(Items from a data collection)
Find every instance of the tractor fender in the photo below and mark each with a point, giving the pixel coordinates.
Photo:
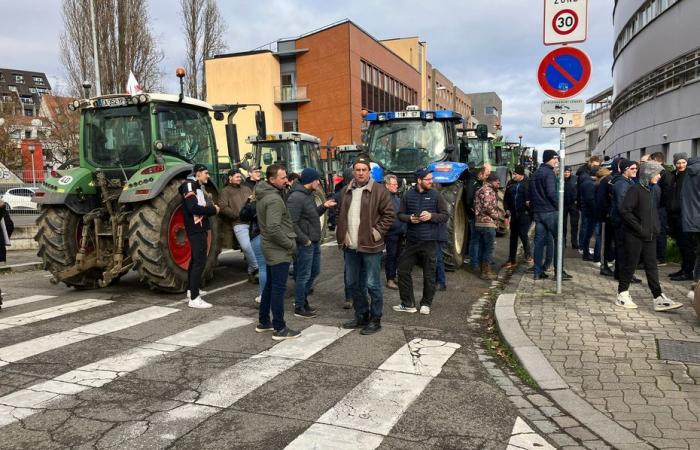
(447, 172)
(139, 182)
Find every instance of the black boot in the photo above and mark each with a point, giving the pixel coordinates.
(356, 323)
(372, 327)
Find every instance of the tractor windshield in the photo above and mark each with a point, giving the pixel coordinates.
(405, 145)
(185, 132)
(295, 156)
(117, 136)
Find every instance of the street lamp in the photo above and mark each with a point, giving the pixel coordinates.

---

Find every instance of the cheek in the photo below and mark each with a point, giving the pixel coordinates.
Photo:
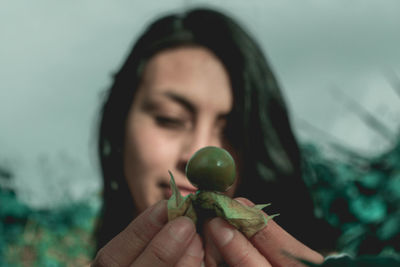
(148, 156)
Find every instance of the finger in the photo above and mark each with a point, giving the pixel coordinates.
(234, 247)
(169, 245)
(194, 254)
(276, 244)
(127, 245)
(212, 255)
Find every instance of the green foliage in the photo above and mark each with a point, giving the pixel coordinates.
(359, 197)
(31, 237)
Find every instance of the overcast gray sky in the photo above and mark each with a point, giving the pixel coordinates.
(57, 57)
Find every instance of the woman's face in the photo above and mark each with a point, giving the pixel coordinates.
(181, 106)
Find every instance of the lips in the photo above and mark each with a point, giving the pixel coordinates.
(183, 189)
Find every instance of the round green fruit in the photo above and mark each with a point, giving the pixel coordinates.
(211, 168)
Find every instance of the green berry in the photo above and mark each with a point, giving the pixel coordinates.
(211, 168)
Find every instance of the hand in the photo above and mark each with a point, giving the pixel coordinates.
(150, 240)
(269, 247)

* * *

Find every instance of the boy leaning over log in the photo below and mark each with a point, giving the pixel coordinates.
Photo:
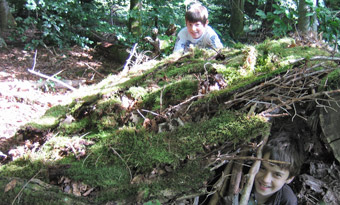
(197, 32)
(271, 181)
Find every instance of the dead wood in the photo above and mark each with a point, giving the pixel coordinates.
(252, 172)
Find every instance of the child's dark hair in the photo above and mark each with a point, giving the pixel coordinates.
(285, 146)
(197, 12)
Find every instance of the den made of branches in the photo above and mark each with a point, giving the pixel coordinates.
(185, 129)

→ **EXERCISE PROMPT**:
Please pick out and copy every line of the items above that contains the word "green". Case counts.

→ **THE RESULT**:
Find every instance of the green foliage in the photo above and mark each with a point, giving the pixel coordinates.
Find every instance of the round green fruit in the photo above and mark each with a point, giving the pixel coordinates.
Find every instance of the green berry in the photo above and mark each with a point, giving the pixel coordinates.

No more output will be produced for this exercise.